▶ WHAT YOU SHOULD DO
Would you restate every entry below word for word? Leave out the pictures.

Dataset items
BEGIN
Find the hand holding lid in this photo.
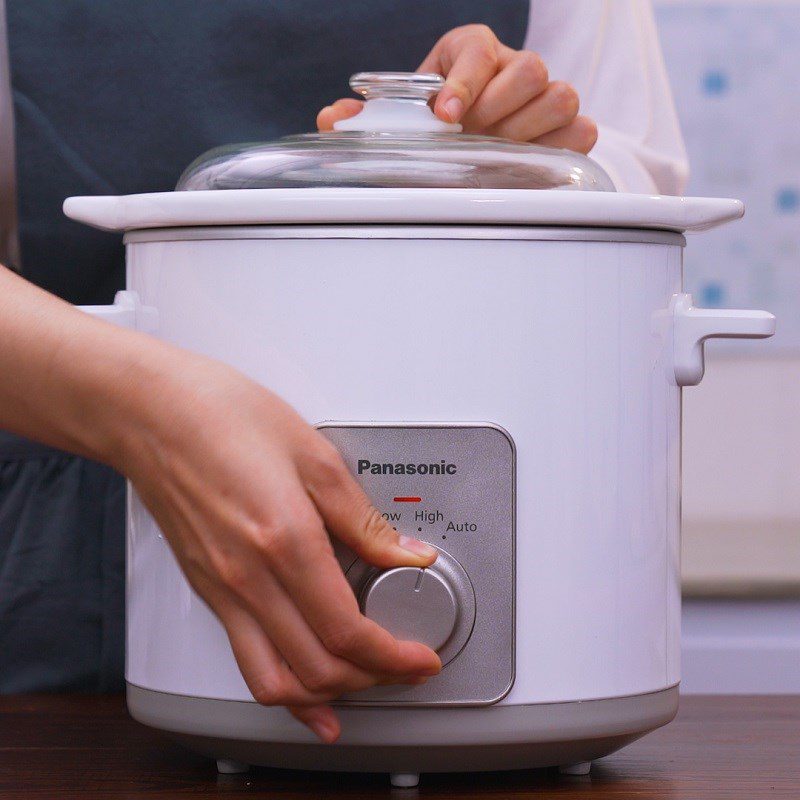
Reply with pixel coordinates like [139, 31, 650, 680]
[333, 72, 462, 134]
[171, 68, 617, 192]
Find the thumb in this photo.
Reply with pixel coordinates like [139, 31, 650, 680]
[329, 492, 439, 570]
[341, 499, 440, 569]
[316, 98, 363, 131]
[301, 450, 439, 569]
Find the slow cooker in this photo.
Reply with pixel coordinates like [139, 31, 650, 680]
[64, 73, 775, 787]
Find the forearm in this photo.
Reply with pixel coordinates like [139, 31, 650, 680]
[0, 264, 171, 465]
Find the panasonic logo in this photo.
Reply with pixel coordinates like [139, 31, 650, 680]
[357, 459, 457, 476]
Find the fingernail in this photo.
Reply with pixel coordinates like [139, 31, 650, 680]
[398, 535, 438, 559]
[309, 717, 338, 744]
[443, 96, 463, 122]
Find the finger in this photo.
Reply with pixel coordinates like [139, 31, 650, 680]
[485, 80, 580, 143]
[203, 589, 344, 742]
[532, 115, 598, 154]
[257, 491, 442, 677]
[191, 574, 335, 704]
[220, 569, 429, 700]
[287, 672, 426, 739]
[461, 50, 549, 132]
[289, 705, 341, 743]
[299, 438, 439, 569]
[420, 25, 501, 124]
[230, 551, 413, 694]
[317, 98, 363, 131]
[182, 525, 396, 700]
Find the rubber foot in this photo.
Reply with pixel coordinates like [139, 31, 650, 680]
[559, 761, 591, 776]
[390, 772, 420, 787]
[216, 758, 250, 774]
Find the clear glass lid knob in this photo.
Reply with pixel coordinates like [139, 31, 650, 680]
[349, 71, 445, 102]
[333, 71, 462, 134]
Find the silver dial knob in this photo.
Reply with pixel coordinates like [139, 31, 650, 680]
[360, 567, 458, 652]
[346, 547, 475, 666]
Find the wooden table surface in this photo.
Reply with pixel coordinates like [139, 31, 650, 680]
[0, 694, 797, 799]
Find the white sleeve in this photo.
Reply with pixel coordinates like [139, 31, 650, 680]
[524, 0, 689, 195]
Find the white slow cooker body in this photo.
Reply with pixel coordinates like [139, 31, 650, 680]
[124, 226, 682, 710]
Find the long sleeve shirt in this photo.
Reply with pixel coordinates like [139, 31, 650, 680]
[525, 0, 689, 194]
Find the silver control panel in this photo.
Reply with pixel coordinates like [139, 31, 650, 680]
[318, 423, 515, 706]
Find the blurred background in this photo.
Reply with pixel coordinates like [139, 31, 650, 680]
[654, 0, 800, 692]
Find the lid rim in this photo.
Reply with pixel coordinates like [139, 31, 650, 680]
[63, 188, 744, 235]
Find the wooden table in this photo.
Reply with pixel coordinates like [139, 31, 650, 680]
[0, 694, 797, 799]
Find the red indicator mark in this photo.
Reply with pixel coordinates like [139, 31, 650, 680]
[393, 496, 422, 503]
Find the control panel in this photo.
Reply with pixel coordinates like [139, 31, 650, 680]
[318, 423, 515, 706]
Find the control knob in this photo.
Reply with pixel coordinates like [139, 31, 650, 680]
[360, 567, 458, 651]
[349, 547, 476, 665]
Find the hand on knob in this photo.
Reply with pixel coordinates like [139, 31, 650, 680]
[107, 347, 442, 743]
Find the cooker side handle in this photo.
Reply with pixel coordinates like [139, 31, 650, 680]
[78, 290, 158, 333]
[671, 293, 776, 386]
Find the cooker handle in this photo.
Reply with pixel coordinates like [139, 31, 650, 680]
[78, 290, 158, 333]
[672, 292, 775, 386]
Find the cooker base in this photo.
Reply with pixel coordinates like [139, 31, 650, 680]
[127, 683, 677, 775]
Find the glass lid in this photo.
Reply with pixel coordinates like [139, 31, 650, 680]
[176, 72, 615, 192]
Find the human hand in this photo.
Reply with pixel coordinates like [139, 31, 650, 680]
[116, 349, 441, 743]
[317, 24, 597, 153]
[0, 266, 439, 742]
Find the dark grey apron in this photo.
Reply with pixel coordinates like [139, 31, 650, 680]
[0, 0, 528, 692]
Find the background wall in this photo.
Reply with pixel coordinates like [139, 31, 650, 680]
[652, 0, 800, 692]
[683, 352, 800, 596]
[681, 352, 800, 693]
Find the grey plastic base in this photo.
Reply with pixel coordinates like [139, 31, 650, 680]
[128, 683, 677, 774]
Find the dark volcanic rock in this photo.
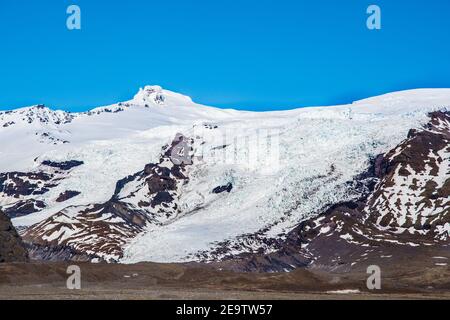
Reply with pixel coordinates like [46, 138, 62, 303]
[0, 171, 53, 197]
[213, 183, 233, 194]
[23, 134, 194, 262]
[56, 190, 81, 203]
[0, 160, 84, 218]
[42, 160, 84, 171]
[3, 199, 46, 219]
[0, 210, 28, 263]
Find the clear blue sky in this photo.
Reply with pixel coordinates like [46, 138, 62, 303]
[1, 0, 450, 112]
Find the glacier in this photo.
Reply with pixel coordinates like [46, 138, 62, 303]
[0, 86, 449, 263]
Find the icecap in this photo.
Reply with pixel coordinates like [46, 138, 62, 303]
END
▶ SOLUTION
Find the hand holding lid in this photo.
Reply with pixel coordinates like [139, 31, 650, 680]
[333, 72, 462, 134]
[171, 68, 617, 192]
Find the thumb in this photo.
Reply with pixel coordinates like [139, 31, 650, 680]
[329, 492, 439, 570]
[341, 499, 440, 569]
[316, 98, 363, 131]
[301, 450, 439, 569]
Find the slow cooker in this photo.
Reply with pixel coordinates like [139, 31, 650, 680]
[64, 73, 775, 787]
Find the forearm in this photo.
Reply with pixel coordinates like [139, 31, 650, 680]
[0, 264, 171, 465]
Find the panasonic logo in this photo.
Reply with pixel coordinates like [139, 31, 650, 680]
[357, 459, 457, 476]
Find the fingernail in this photo.
Reply with pixel coordinates like [139, 31, 650, 680]
[398, 535, 438, 559]
[309, 717, 338, 744]
[443, 96, 463, 122]
Find the finger in this photo.
Reply with pixel coordinates like [139, 31, 650, 680]
[485, 80, 580, 143]
[203, 589, 344, 742]
[532, 115, 598, 154]
[257, 491, 442, 677]
[191, 574, 335, 704]
[220, 569, 429, 700]
[287, 672, 426, 739]
[461, 50, 549, 132]
[289, 705, 341, 743]
[299, 438, 439, 569]
[420, 25, 501, 124]
[230, 551, 413, 694]
[317, 98, 363, 131]
[182, 525, 396, 700]
Find the rubber foot in this photo.
Reply with pixel coordinates like [139, 31, 650, 680]
[559, 761, 591, 776]
[390, 772, 420, 787]
[216, 758, 250, 774]
Find the clear glass lid knob in this photo.
Reply with pixel coordinates like [139, 31, 650, 680]
[349, 71, 445, 102]
[333, 71, 462, 134]
Find the silver dial knob in this photo.
Reply with pixel coordinates like [139, 31, 650, 680]
[360, 567, 458, 652]
[346, 547, 475, 666]
Find the wooden table surface in this photo.
Reply with pixel coordinates like [139, 31, 650, 680]
[0, 694, 797, 799]
Find the white sleeve in this photo.
Reply with pixel coordinates like [139, 31, 650, 680]
[524, 0, 689, 195]
Find the white slow cooker body in this photo.
Reply with pixel coordinates like [139, 31, 650, 680]
[124, 226, 682, 710]
Find the long sleeve shirt in this photo.
Reply with pixel coordinates like [139, 31, 650, 680]
[525, 0, 689, 194]
Find the silver control panel in this photo.
Reply with pixel coordinates like [139, 31, 650, 680]
[318, 423, 515, 706]
Find the blurred background in this photo.
Reply with pixel coordinates like [139, 31, 650, 680]
[654, 0, 800, 692]
Find the lid rim in this photo.
Reply with pixel coordinates like [139, 31, 650, 680]
[63, 188, 744, 235]
Find the wooden table in this photo.
Reply with pixel coordinates like [139, 31, 650, 680]
[0, 694, 797, 799]
Find the red indicator mark in this photo.
Reply with pixel coordinates like [139, 31, 650, 680]
[393, 496, 422, 503]
Find the control panel in this photo.
Reply with pixel coordinates like [139, 31, 650, 680]
[318, 423, 515, 706]
Find the control knob in this photo.
Reply with pixel coordinates like [139, 31, 650, 680]
[360, 567, 458, 651]
[349, 547, 476, 665]
Find the hand on knob in this photo.
Reply with pixel coordinates like [139, 31, 650, 680]
[107, 347, 442, 743]
Find the cooker side handle in this photo.
Reply with pixel coordinates like [139, 31, 650, 680]
[78, 290, 158, 333]
[671, 293, 776, 386]
Find the cooker handle in this photo.
Reply with pixel coordinates like [139, 31, 650, 680]
[78, 290, 158, 333]
[672, 292, 775, 386]
Find the cooker base in this photo.
Reply with pixel coordinates like [139, 31, 650, 680]
[127, 683, 677, 775]
Find the glass lid in this photo.
Reply with pixel coordinates like [139, 31, 650, 680]
[176, 72, 615, 192]
Find the human hand in this photo.
Reply with pixel coordinates like [139, 31, 650, 680]
[116, 349, 441, 743]
[317, 24, 597, 153]
[0, 266, 439, 742]
Find the dark grey apron in this photo.
Reply with pixel coordinates like [139, 31, 650, 680]
[0, 0, 528, 692]
Find the background wall in this photo.
Reply with pixel coordinates like [139, 31, 650, 680]
[652, 0, 800, 692]
[683, 352, 800, 596]
[681, 352, 800, 693]
Find the grey plastic base in this photo.
Reply with pixel coordinates like [139, 31, 650, 680]
[128, 683, 677, 774]
Find the dark volcanic rock in this photo.
Reply with pixel coordinates like [46, 138, 62, 303]
[0, 171, 53, 197]
[213, 183, 233, 194]
[23, 134, 194, 262]
[56, 190, 81, 203]
[0, 160, 84, 218]
[42, 160, 84, 171]
[3, 199, 46, 219]
[0, 210, 28, 263]
Find the clear blue sky in this photo.
Reply with pixel coordinates like [46, 138, 62, 303]
[1, 0, 450, 112]
Find the glacier in this photo.
Reply with pixel coordinates like [46, 138, 62, 303]
[0, 86, 449, 263]
Find the icecap in this photo.
Reply with pixel coordinates like [46, 138, 62, 303]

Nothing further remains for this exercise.